*TASKS TO PERFORM*:
#1 In the guide on LLM agent RAG pipelines, how many pages does Harbor Legal's internal policy assistant run over?
#2 Write the next part of the guide on LLM agent RAG pipelines, picking up after its final sentence.

---- TEXT SHOWN

Guide

LLM agent RAG retrieval pipeline systems explained

Harbor Legal runs an internal policy assistant over 14,000 pages of HR handbooks, state addenda, and vendor contracts. The first production version naively pasted the top three whole documents into every agent turn. Context windows filled before the model could reason; irrelevant clauses drowned out the one paragraph that mattered; and the agent invented policy where retrieval missed. 52% of sampled answers contained unsupported claims in their first month. After engineering replaced prompt stuffing with a staged retrieval-augmented generation (RAG) pipeline — query rewriting, hybrid dense+sparse search, cross-encoder reranking, and citation-bound tool loops coordinated with context budgets — unsupported-claim rate fell to 7% while p95 time-to-first-token dropped 38%.

--------
---- INFORMATION SHOWN

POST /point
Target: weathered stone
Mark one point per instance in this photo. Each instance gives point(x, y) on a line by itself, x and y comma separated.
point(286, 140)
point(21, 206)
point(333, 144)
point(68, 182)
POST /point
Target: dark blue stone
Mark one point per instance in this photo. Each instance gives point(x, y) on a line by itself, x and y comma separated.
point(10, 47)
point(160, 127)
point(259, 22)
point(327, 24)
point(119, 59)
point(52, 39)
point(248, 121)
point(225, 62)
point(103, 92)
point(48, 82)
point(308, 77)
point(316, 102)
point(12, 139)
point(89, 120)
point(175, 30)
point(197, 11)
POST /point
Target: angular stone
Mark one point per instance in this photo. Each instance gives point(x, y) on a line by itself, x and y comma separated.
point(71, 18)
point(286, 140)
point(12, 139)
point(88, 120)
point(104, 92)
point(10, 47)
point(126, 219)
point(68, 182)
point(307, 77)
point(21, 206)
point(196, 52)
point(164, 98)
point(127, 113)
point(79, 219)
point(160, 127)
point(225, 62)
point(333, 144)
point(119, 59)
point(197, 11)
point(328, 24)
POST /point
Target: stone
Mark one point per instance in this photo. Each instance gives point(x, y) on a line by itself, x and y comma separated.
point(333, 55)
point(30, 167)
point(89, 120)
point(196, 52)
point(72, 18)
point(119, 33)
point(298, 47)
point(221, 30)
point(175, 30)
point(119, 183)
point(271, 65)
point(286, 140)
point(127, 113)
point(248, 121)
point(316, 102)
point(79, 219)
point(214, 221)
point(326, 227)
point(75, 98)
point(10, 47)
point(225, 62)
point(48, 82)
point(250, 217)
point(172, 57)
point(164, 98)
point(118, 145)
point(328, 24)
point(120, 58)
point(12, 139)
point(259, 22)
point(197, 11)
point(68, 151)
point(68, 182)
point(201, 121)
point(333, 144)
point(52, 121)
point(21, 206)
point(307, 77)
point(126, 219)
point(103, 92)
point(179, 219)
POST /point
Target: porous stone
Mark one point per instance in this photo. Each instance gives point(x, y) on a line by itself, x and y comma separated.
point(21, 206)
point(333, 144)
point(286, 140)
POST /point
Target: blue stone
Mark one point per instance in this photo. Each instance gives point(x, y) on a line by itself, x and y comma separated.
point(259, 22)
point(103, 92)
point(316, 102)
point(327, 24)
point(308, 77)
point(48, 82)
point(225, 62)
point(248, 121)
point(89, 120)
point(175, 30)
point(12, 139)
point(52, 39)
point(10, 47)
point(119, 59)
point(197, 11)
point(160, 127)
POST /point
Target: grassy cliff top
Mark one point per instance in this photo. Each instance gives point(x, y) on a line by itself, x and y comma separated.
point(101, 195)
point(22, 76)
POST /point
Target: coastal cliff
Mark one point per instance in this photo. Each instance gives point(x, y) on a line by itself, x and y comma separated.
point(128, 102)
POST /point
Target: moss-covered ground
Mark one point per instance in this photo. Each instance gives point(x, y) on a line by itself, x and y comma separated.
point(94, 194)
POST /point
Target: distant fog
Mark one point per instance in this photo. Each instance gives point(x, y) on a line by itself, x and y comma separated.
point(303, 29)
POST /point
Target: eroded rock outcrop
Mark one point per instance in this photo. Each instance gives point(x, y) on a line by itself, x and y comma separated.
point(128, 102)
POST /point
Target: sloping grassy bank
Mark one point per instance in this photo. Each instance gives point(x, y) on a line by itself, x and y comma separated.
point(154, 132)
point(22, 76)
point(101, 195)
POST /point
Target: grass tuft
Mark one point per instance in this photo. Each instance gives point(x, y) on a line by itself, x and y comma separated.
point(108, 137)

--------

*TASK-BY-TASK ANSWERS*:
#1 14,000 pages.

#2
RAG in agent systems is not a single vector lookup. It is a pipeline that decides when to retrieve, what to search, how to fuse and rank candidates, and how to inject evidence into the model without blowing token limits or leaking cross-tenant data. This guide covers agent-specific retrieval triggers, index design, hybrid search, rerankers, citation contracts, coordination with episodic and vector memory, Harbor Legal’s refactor, a technique decision table, pitfalls, and a production checklist.

Why agents need a pipeline, not a single embed call

Chatbots often run one embedding query per user message. Agents add complexity because retrieval fires at multiple lifecycle points:

  • Pre-plan retrieval — gather domain facts before the model chooses tools.
  • Mid-loop retrieval — each tool step may need fresh evidence (CRM record, ticket thread, code file).
  • Post-tool synthesis — compress noisy tool output into citeable spans for the next turn.
  • Memory hydration — pull prior session summaries and long-term facts from vector stores.
  • Guardrail verification — retrieve policy snippets to ground refusal or approval decisions.

Each stage needs different k, filters, and latency budgets. A monolithic “search the whole corpus” step wastes tokens and invites hallucination when the wrong chunks rank high. Instrument each stage as its own span in distributed tracing so you can see whether bad answers come from retrieval miss, ranking drift, or synthesis failure.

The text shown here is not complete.